Start of Material for this task

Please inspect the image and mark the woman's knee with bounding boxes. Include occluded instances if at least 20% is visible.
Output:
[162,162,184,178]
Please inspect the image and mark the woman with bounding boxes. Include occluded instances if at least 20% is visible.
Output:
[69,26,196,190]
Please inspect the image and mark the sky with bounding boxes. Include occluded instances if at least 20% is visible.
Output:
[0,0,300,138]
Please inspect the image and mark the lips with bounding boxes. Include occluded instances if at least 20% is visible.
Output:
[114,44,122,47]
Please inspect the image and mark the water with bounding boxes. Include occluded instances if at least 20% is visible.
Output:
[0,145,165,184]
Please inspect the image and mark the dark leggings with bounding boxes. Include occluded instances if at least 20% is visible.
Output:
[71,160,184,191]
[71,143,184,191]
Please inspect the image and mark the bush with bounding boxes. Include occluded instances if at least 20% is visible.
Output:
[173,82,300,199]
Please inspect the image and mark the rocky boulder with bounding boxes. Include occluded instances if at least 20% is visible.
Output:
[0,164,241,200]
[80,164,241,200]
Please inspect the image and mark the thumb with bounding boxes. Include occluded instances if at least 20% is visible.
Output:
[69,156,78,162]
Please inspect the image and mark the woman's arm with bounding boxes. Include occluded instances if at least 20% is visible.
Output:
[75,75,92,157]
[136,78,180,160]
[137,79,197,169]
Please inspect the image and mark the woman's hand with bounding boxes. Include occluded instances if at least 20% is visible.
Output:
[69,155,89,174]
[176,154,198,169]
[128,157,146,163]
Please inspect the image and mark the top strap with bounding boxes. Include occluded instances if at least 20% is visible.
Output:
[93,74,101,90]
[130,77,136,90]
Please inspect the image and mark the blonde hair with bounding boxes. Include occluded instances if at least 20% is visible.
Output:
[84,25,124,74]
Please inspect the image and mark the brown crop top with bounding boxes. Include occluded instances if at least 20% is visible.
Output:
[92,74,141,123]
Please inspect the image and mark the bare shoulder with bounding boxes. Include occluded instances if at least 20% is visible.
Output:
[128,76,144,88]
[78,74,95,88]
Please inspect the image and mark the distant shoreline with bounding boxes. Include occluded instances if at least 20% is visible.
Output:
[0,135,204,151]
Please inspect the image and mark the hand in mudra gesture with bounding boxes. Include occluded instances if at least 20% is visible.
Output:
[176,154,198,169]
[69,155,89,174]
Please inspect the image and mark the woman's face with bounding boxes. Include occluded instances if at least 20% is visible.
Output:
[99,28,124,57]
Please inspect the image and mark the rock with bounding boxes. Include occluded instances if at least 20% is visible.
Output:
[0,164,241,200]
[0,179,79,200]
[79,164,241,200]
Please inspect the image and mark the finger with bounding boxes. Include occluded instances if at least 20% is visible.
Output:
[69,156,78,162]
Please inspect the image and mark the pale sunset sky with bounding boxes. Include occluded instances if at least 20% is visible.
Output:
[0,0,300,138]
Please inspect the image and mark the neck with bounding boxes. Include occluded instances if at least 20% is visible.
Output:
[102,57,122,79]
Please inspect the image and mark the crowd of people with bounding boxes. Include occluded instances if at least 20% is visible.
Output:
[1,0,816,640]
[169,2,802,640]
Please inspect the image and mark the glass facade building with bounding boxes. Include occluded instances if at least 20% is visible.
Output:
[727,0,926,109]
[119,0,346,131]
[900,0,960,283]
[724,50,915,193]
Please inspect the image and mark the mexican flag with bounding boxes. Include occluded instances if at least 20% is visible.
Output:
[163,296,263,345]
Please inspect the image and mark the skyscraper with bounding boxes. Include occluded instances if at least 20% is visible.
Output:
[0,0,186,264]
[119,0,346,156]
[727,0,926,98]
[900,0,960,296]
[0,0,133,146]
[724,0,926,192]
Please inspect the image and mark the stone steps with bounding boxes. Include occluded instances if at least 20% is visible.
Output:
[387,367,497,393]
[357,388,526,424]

End of Material for this task

(Challenge): Set down exactly what runs from the line with "Please inspect the image and mark the hand" to the last line of the data above, including both of those lines and no others.

(Problem solution):
Please inspect the image and mark the hand in mudra gesture with bounding boxes. Include occluded instances if at least 20% is visible.
Output:
[176,154,198,169]
[69,155,89,174]
Please inspect the image and mark the woman's face with bounding boxes. Include occluded instances if at least 20% is visible.
Output:
[99,28,124,57]
Please inspect the image and mark the rock with bounding boxes. Include occluded instances if at least 20% is visible.
Output:
[0,164,241,200]
[0,179,79,200]
[79,164,241,200]
Please inspect the image and mark the finger with bounding boxes. Include occluded instances if at least 20% is visible.
Output:
[69,156,78,162]
Please inspect the image and mark the pale sunset sky with bounding boxes. Include occluded instances if at least 20% is visible.
Output:
[0,0,300,138]
Please inspect the image and mark the neck with bounding boxes. Include occluded instances if at least 20% is visible.
Output:
[102,57,122,79]
Please inspect the image and mark the crowd of people with bounding boxes. Include occluded instances if at least 20% is visible.
Output:
[1,0,816,640]
[169,2,802,640]
Please inspect the image and mark the glass facade building with bounding boxes. Include occluded instances if at least 20% is visible.
Output:
[727,0,926,109]
[119,0,346,131]
[900,0,960,283]
[724,50,915,193]
Please inspect the image and mark the mexican flag with bounding boxes. Include occluded instances if at least 20% is visible.
Output:
[163,296,263,345]
Please inspect the image and mark the skyscraper with bounding boxes. Include occluded instances if at least 20% is visible.
Output:
[0,0,186,264]
[119,0,346,156]
[727,0,926,98]
[900,0,960,296]
[0,0,133,146]
[724,0,926,192]
Please inspect the image and mark the stone steps with bounding boxes. Include occluded instances if at least 20% is visible.
Output:
[387,367,497,393]
[357,388,526,424]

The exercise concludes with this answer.